→ Data supplied
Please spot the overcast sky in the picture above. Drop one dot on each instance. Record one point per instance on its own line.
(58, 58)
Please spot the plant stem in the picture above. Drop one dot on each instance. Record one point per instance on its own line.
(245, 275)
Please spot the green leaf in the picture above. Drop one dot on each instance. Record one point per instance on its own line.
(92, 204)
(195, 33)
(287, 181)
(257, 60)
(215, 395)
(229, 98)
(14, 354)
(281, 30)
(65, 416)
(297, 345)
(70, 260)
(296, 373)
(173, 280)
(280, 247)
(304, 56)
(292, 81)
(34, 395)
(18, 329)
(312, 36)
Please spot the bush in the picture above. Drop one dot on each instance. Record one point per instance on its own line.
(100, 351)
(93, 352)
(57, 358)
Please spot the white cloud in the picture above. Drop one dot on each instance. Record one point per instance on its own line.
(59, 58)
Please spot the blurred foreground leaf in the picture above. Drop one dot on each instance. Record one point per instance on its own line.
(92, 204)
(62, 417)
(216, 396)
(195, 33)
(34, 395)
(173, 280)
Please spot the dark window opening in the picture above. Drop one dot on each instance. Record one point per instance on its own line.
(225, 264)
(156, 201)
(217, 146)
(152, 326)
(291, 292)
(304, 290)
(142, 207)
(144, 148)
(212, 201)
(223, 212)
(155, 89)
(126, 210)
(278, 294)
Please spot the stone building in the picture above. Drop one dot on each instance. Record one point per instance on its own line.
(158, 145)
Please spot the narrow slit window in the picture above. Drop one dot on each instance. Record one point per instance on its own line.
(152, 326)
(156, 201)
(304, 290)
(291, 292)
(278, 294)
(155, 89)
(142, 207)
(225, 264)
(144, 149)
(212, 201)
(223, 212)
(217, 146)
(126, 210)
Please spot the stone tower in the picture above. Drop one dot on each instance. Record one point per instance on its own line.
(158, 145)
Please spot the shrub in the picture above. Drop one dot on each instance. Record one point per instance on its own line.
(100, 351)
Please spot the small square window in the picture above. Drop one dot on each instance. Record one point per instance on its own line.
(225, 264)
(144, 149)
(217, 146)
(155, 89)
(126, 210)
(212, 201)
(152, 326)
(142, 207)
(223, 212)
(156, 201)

* * *

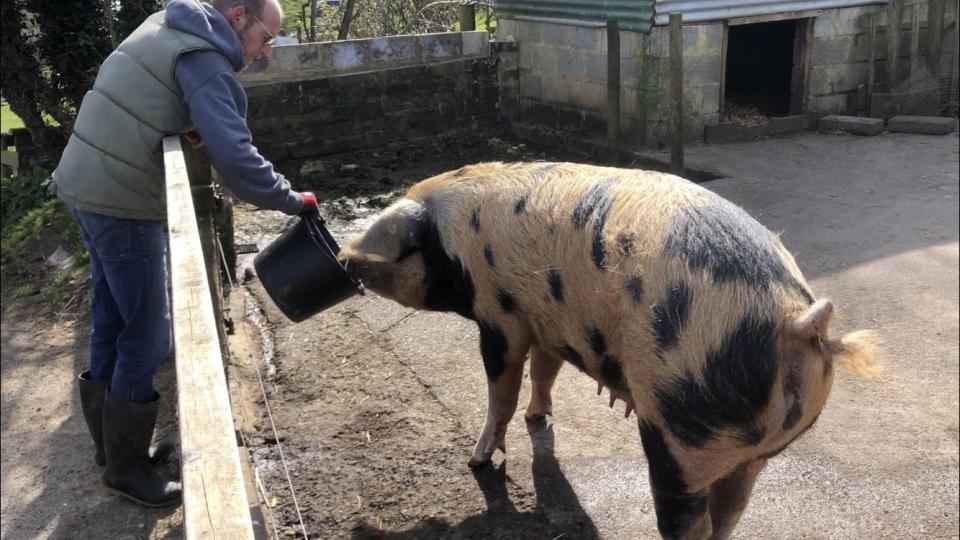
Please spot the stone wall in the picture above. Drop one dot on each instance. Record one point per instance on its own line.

→ Aim of the task
Please count the lines above that contain the word "stone", matching case exactly, and reply with only the number.

→ Task result
3